Document text:

Those with strong stomachs and an affinity for challenging cinema need to ride this train. Those who don’t need the reminder that in this world it’s every man for himself need to get off at the next stop.

The Incident is now available on Blu-ray from Twilight Time.

Nov 1, 2013

REVIEW: TO JENNIFER


The line between art and "hey, let's make a movie because we can!" is becoming increasingly blurred. Eduardo Sanchez and Daniel Myrick bought a couple cameras, made The Blair Witch Project, and then made back most of their production budget by returning the cameras for a refund. The film cost them around a handful of Mercedes to produce and made back its budget 300 times. Several years later, Chris Kentis and Laura Lau bought a couple digital cameras, rented a boat, and shot Open Water without the support of a major studio. Unknown actors got in the water with real sharks for hours upon hours, and the filmmaking duo edited the film on their home computer. It was another box office smash. And it continued the new trend of do-it-yourself filmmaking began by the likes of Kevin Smith, Richard Linklater, and that damn Burkitsville witch. It proved if you had the materials and talent, you didn't need a major studio's resources or funding.

Excerpted data:
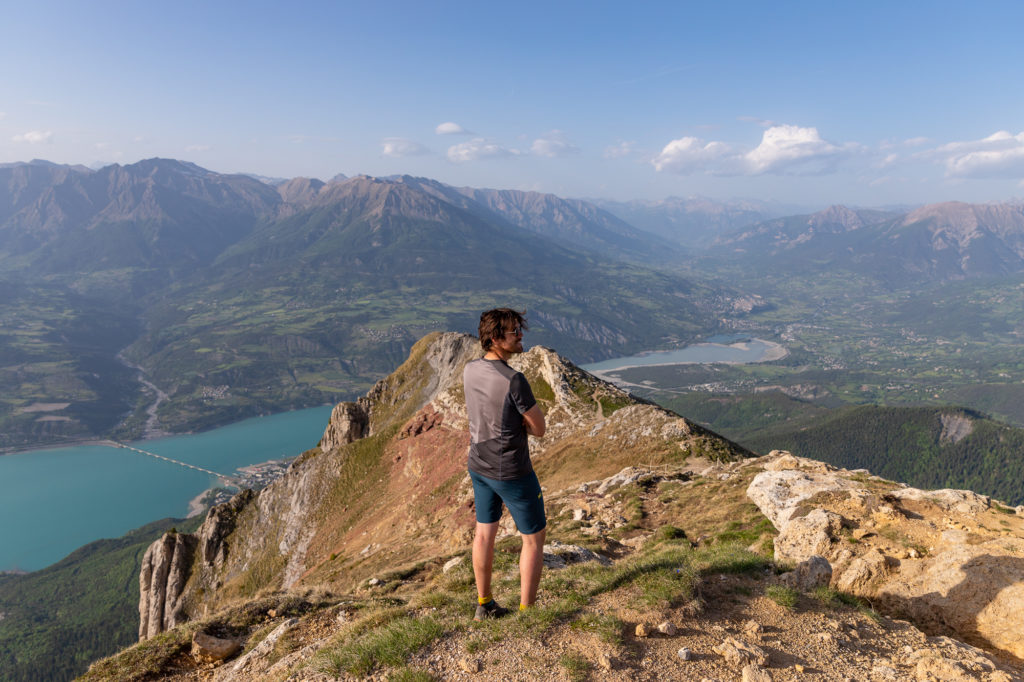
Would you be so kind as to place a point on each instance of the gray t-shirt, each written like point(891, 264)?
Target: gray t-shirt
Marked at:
point(497, 396)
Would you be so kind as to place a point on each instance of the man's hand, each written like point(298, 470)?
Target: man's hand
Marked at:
point(532, 420)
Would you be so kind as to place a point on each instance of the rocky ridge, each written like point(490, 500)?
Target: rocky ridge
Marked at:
point(369, 495)
point(735, 626)
point(949, 560)
point(666, 546)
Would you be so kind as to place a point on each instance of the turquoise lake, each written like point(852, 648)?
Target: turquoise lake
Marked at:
point(726, 348)
point(54, 501)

Goal:
In the movie review, copy the stretch from "Those with strong" through "the next stop.", switching "train" to "bus". The items have nothing to do with what follows.

Solution:
Those with strong stomachs and an affinity for challenging cinema need to ride this bus. Those who don’t need the reminder that in this world it’s every man for himself need to get off at the next stop.